◆ EXERCISE ◆
Nothing in the records should be changed in the copy, though the pictures must be left out.

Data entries

· · ·

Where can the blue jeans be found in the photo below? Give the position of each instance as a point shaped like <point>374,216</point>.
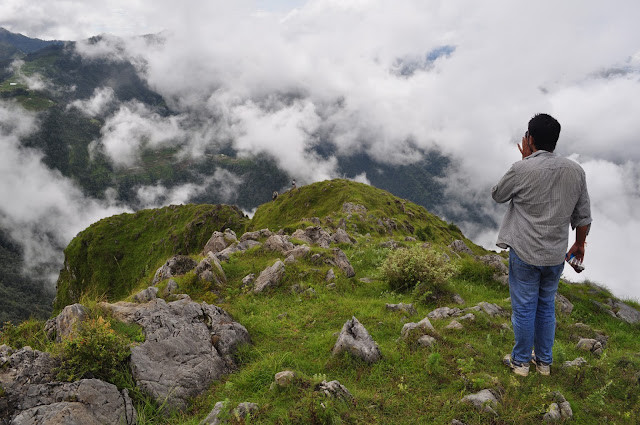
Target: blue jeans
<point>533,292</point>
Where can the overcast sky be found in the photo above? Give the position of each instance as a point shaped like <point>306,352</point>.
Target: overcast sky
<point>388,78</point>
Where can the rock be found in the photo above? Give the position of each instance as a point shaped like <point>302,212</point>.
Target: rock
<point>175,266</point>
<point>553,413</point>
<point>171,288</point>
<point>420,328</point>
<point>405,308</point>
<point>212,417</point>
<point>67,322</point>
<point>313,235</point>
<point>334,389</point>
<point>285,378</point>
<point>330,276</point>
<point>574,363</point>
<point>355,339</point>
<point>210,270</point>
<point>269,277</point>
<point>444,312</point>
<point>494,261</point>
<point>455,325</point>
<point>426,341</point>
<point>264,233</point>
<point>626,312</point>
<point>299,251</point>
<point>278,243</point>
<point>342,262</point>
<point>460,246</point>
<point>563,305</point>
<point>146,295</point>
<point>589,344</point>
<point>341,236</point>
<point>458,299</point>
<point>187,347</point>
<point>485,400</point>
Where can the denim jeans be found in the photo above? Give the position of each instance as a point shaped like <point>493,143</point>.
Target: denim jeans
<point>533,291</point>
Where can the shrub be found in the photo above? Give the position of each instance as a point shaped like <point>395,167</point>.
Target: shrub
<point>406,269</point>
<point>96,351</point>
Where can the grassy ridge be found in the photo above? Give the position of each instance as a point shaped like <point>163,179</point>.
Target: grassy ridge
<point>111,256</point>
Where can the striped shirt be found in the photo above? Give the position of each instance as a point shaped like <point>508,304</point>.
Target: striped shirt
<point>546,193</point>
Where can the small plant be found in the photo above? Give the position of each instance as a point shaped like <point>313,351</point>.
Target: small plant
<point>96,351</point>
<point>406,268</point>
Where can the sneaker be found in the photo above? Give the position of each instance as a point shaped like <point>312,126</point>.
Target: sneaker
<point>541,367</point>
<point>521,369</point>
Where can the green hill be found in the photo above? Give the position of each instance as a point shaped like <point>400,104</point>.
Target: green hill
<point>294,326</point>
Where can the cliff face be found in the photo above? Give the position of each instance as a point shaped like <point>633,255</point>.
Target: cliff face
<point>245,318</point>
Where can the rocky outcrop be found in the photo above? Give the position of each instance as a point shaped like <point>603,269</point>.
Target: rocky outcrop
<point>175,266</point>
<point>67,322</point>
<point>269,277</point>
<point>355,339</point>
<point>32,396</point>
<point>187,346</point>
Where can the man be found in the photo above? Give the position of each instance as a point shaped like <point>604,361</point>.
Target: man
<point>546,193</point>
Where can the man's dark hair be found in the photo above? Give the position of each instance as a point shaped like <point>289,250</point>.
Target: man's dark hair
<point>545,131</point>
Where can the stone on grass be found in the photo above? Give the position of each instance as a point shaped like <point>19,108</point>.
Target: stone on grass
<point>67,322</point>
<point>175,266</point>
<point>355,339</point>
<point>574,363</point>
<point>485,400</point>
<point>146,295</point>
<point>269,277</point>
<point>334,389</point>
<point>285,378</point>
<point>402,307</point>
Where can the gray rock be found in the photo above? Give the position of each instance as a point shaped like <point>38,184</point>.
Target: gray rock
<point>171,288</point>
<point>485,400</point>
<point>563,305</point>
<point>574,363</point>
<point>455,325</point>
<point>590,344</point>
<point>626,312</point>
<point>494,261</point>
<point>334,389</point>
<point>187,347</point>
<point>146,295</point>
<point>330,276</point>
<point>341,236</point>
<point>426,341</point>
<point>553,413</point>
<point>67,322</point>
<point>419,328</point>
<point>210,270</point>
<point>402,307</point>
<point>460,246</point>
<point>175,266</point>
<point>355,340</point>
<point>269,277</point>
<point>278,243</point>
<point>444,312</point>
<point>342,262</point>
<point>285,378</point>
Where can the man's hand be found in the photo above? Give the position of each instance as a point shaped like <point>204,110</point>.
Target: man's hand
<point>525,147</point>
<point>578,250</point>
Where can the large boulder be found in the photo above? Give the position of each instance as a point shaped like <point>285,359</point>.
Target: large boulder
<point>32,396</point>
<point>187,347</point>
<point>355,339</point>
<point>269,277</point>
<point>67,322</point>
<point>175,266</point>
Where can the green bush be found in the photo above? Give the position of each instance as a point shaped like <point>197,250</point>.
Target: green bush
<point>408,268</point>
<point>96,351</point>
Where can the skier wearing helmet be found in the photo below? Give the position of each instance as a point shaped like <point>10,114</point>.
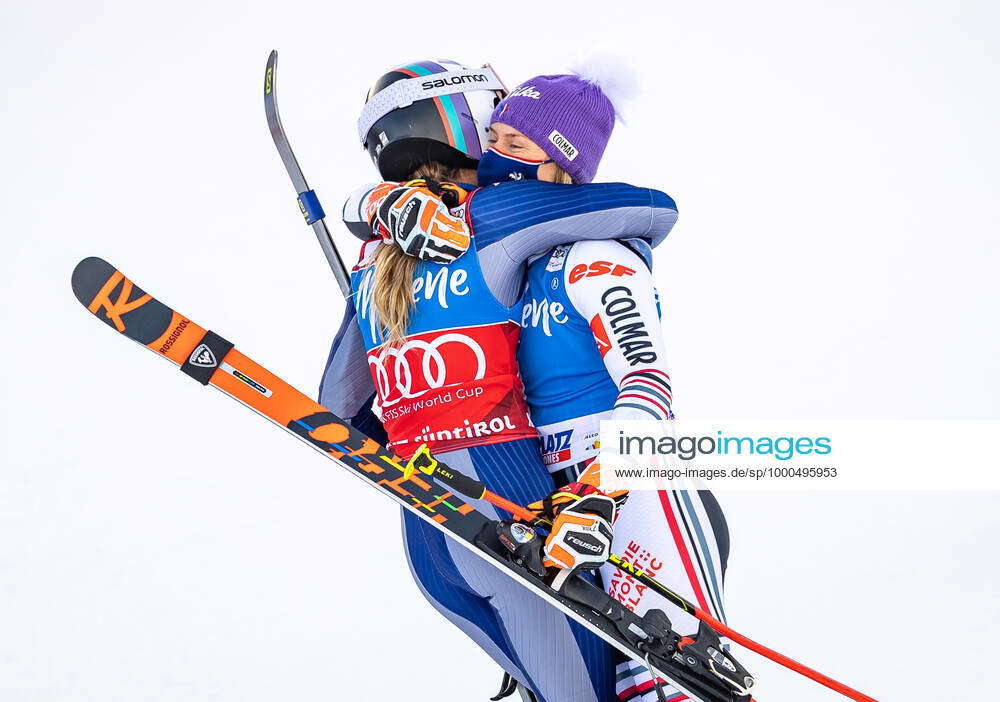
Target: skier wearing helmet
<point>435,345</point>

· · ·

◆ ANSWER SECTION ◆
Where can the blue jeans be found in the photo below? Give the position of each instance as a point shaped like <point>374,216</point>.
Target: blue jeans
<point>533,292</point>
Where can the overcast sky be found in the photo above? Give the position of each instance as a point shaped like <point>306,352</point>.
Target: overcast sky
<point>388,78</point>
Where can the rock be found in the photo above? Give the position of each instance as a point shaped like <point>302,212</point>.
Target: rock
<point>175,266</point>
<point>553,413</point>
<point>171,288</point>
<point>420,328</point>
<point>405,308</point>
<point>212,417</point>
<point>67,322</point>
<point>313,235</point>
<point>334,389</point>
<point>285,378</point>
<point>330,276</point>
<point>574,363</point>
<point>355,339</point>
<point>210,270</point>
<point>269,277</point>
<point>444,312</point>
<point>494,261</point>
<point>455,325</point>
<point>426,341</point>
<point>264,233</point>
<point>626,312</point>
<point>299,251</point>
<point>278,243</point>
<point>342,262</point>
<point>460,246</point>
<point>563,305</point>
<point>146,295</point>
<point>589,344</point>
<point>341,236</point>
<point>458,299</point>
<point>187,347</point>
<point>485,400</point>
Where can the denim jeans be found in the photo above? Give the position of each instance as a point shaped like <point>493,143</point>.
Target: denim jeans
<point>533,291</point>
Where can the shrub be found in the photo above? Give the position of each instance as a point shaped like <point>395,167</point>.
Target: shrub
<point>406,269</point>
<point>96,351</point>
Where can the grassy ridge be found in the photo above? Give the position of each instance as a point shaped like <point>163,179</point>.
Target: grassy ridge
<point>111,256</point>
Where can the striped shirt be found in the photo above? Give the position of each instance as a point shaped like <point>508,304</point>.
Target: striped shirt
<point>546,193</point>
Where can the small plant be found in the photo above? Give the position of each instance as a point shaped like <point>313,351</point>.
Target: small plant
<point>96,351</point>
<point>406,268</point>
Where can the sneaker be found in the photo above? Give the position of each instance as a point shaped like <point>312,126</point>.
Target: sneaker
<point>541,367</point>
<point>521,369</point>
Where can the green hill be found in the photo above? Give the position of each instance as a point shaped like <point>400,104</point>.
Target: green hill
<point>294,326</point>
Where can the cliff face be found in the photo above? Give the position of each instance as a point shaped like <point>633,255</point>.
Target: cliff face
<point>245,318</point>
Where can the rocky outcrop be found in the photo above? Give the position of each instance as a point shaped like <point>603,269</point>.
Target: rocky outcrop
<point>175,266</point>
<point>67,322</point>
<point>269,277</point>
<point>355,339</point>
<point>32,396</point>
<point>187,346</point>
Where can the man be found in the photo above? Give the position of each instance as a point shaped like <point>604,361</point>.
Target: man
<point>546,193</point>
Where can the man's dark hair be found in the photo above? Give the position of each instance as a point shaped like <point>289,250</point>.
Target: man's dark hair
<point>545,131</point>
Where can the stone on grass be found in the photo above? Give the position of each instance as a point shaped like <point>19,108</point>.
Target: stone on grass
<point>67,322</point>
<point>175,266</point>
<point>355,339</point>
<point>574,363</point>
<point>485,400</point>
<point>146,295</point>
<point>269,277</point>
<point>334,389</point>
<point>285,378</point>
<point>402,307</point>
Where can the gray rock be found in the photo above? Give the position of each instance as a point shaped like <point>38,184</point>.
Target: gray rock
<point>171,288</point>
<point>485,400</point>
<point>563,305</point>
<point>574,363</point>
<point>455,325</point>
<point>590,344</point>
<point>626,312</point>
<point>494,261</point>
<point>334,389</point>
<point>187,347</point>
<point>146,295</point>
<point>330,276</point>
<point>341,236</point>
<point>426,341</point>
<point>553,413</point>
<point>67,322</point>
<point>419,328</point>
<point>210,270</point>
<point>402,307</point>
<point>460,246</point>
<point>175,266</point>
<point>355,340</point>
<point>269,277</point>
<point>278,243</point>
<point>444,312</point>
<point>342,262</point>
<point>285,378</point>
Where can the man's hand be found in the photo above? Give the position of each instance as a point shaped like <point>204,110</point>.
Target: man's hand
<point>525,147</point>
<point>578,250</point>
Where can the large boulder be found in the photo above? Give the position of each instance as a point shaped like <point>285,359</point>.
Target: large boulder
<point>32,396</point>
<point>187,347</point>
<point>355,339</point>
<point>269,277</point>
<point>67,322</point>
<point>175,266</point>
Where can the green bush be found in the photo above? Give the position of each instance as a point shaped like <point>197,250</point>.
Target: green bush
<point>408,268</point>
<point>96,351</point>
Where can the skier wearing helmet be found in the photo below? Give the position of each instance as a point shaped like <point>10,114</point>.
Target: skier wearing helmet
<point>435,345</point>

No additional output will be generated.